Your first steps with Git (part II)

In the previous section, we rapidly mentionned working with branches, which is all this whole tutorial is about. Now that you know how to manage commits, you will learn the upper-level usage of git : creating, managing and merging branches.

From commits to branches

When you first initialize a git repository, in the terminal window you’ll see (master) appearing next to the folder path your at. This indicates which git branch you’re checked out at, which is by default the master branch. We’ll talk about branch names in a later section. For now let’s understand what is a branch and what they are here for.

A fantasy of a lifetime

To understand what is a branch, let’s work with some fantasy. Imagine that your life follows a timeline onto which things that happen to you are stored (this is git). You can think of a branch as one possible path in that timeline. In the real case, your life timeline is purely linear, which means you have only one path where everything is happening, and it’s impossible to revert things that have been done (spoiler alert, this is not suitable for your code).

Exercise task 1
In the Git tutorial, which branch is checked out by default when a repository is first initialized?
The Git tutorial has no connection to the records that follow it.

Material to process
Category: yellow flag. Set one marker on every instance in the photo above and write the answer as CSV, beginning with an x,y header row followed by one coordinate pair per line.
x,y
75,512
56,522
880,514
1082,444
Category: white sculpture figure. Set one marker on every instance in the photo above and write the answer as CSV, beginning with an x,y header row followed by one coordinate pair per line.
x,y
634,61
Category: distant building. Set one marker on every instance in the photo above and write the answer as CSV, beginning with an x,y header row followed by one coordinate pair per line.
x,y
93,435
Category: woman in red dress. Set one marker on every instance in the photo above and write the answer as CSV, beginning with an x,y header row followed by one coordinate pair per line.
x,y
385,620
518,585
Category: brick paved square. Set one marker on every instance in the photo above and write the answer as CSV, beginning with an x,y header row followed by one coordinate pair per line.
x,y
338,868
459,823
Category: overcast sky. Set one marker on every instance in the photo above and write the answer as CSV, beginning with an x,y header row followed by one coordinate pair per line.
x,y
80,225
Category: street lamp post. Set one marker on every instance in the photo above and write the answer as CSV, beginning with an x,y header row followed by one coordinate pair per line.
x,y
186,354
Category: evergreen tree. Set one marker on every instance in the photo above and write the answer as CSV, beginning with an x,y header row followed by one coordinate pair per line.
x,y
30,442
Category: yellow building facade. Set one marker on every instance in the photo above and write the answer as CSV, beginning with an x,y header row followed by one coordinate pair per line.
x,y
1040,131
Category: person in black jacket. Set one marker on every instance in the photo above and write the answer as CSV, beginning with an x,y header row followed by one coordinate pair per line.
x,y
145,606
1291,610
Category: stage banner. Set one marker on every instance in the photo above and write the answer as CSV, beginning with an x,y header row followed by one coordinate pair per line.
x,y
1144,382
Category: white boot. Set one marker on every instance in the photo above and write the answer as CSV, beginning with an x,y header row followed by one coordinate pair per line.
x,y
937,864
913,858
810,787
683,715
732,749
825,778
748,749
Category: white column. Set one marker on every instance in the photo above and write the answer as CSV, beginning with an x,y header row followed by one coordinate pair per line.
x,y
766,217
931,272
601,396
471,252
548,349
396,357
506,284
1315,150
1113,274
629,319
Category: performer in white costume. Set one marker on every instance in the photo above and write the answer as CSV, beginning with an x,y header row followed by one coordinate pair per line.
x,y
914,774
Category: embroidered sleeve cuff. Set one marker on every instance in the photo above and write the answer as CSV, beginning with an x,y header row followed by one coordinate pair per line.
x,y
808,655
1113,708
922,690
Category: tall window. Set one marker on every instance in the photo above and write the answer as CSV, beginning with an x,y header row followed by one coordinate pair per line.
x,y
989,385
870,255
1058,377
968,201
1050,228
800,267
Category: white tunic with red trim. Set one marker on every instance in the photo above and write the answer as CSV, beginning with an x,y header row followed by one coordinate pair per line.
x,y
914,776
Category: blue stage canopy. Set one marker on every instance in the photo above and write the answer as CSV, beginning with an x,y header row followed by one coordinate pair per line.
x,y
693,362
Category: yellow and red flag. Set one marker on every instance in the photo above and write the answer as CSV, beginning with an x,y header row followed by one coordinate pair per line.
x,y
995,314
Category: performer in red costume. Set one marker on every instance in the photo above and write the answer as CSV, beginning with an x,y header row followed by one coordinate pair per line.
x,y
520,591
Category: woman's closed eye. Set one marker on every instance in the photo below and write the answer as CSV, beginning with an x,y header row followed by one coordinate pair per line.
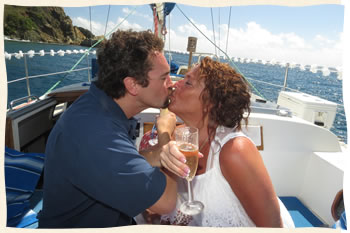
x,y
188,83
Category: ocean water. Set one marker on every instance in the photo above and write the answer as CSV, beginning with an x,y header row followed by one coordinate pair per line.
x,y
326,87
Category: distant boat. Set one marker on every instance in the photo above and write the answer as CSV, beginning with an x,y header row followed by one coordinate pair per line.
x,y
305,160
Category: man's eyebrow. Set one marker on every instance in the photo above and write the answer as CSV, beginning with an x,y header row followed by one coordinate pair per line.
x,y
166,73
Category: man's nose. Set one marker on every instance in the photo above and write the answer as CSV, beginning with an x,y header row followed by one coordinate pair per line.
x,y
169,83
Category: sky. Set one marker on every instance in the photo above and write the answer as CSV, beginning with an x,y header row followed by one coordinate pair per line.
x,y
305,35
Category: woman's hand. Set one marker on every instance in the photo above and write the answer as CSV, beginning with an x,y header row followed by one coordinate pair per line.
x,y
174,161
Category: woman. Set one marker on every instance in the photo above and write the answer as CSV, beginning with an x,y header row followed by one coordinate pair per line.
x,y
231,181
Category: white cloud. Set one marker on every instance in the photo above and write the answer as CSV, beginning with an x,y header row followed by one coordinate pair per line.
x,y
255,41
138,14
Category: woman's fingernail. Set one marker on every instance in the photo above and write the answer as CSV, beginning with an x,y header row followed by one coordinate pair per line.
x,y
187,172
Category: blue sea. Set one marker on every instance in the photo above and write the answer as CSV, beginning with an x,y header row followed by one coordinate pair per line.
x,y
326,87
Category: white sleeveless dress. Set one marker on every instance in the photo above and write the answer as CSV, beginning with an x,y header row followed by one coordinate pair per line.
x,y
222,207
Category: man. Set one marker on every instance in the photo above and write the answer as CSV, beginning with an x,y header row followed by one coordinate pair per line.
x,y
94,175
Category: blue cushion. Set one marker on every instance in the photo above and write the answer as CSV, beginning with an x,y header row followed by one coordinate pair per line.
x,y
22,173
300,214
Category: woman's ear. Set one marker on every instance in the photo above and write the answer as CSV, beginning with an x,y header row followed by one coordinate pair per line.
x,y
131,86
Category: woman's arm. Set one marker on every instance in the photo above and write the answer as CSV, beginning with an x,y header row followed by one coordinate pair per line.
x,y
242,166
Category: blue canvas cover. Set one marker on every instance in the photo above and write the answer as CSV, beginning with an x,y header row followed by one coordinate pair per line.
x,y
22,173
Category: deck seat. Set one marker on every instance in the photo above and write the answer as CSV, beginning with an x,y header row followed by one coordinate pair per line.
x,y
301,215
22,173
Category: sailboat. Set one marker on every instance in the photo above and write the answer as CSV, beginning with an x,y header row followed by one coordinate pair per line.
x,y
305,160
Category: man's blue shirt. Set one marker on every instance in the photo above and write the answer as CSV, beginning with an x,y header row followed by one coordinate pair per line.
x,y
94,175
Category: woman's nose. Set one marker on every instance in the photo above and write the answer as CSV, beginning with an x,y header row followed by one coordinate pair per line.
x,y
179,84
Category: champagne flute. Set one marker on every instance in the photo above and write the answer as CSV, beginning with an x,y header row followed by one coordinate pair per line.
x,y
187,142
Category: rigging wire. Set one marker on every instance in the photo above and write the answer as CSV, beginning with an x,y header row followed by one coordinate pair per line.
x,y
169,51
90,26
109,7
228,28
221,51
212,22
219,32
88,50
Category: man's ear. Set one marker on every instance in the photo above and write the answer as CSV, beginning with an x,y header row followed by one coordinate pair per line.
x,y
131,86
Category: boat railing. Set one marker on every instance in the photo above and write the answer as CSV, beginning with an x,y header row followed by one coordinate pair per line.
x,y
31,54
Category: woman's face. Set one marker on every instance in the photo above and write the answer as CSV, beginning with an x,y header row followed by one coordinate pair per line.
x,y
185,101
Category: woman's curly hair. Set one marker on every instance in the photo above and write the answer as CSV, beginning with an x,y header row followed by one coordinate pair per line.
x,y
226,94
125,54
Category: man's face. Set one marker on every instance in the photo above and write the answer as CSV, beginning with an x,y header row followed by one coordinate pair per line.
x,y
156,94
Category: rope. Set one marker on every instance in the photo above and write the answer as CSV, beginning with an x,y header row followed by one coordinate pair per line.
x,y
155,19
212,22
222,52
219,32
228,28
109,7
44,75
90,26
87,52
169,51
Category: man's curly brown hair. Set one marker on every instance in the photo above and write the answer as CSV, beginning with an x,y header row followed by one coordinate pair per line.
x,y
226,94
125,54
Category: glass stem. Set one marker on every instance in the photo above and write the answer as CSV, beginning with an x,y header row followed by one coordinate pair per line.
x,y
190,197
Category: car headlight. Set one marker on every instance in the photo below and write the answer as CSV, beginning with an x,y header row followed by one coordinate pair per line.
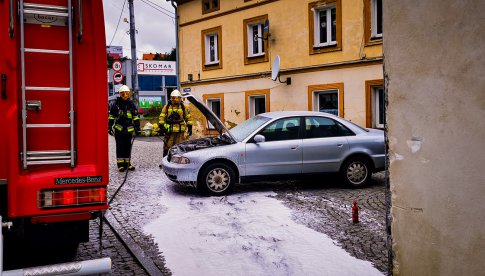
x,y
180,159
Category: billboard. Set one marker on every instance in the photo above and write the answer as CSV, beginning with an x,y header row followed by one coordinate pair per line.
x,y
156,67
148,101
115,51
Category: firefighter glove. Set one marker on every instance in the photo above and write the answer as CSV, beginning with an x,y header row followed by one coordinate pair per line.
x,y
189,127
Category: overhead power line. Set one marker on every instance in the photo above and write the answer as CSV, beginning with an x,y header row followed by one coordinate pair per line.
x,y
117,25
153,6
171,12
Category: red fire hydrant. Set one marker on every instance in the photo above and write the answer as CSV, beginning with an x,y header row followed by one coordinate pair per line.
x,y
355,212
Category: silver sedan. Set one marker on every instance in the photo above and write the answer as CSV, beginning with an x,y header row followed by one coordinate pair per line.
x,y
276,145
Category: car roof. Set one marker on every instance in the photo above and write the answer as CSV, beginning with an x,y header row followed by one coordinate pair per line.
x,y
279,114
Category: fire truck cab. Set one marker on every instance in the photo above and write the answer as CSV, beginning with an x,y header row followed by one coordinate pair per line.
x,y
53,140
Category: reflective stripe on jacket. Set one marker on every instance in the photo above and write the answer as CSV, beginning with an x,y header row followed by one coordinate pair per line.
x,y
123,115
175,118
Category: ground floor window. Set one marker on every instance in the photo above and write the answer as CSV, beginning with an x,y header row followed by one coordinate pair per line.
x,y
215,106
379,107
375,104
257,102
257,105
327,98
326,101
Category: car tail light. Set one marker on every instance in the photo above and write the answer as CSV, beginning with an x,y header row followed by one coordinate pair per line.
x,y
72,197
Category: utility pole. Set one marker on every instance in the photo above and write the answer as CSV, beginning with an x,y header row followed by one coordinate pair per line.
x,y
134,75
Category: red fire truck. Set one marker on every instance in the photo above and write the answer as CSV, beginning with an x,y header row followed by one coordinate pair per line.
x,y
53,142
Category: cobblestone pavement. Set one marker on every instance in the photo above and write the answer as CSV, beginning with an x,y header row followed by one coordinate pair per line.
x,y
326,207
321,204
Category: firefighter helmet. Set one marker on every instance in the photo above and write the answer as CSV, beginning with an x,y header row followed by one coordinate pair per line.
x,y
175,96
124,92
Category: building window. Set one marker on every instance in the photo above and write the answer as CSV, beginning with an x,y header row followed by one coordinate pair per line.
x,y
373,21
375,104
325,26
376,18
215,102
211,48
257,102
210,6
255,44
326,101
326,98
255,38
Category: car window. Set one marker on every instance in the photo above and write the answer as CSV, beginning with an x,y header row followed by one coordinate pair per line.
x,y
283,129
320,127
244,129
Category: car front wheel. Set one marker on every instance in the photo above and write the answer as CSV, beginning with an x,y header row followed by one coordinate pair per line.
x,y
356,172
216,179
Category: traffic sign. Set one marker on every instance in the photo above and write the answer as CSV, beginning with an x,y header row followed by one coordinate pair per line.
x,y
117,77
117,65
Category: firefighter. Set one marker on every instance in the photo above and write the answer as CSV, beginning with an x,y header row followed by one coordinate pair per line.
x,y
123,124
174,120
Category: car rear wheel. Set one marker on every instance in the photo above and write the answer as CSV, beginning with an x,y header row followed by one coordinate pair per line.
x,y
216,179
356,172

Exercise task 2
Give the records again from the line with "Category: car rear" up to and including the last line of the records, renaming "rear wheel" to "back wheel" and leaving everything else unchanged.

Task response 1
The master branch.

Task response 2
Category: car back wheel. Set one marker on every instance in the photo above and write the answer as CSV, beginning with an x,y header row followed by one coordinate pair per line.
x,y
216,179
356,172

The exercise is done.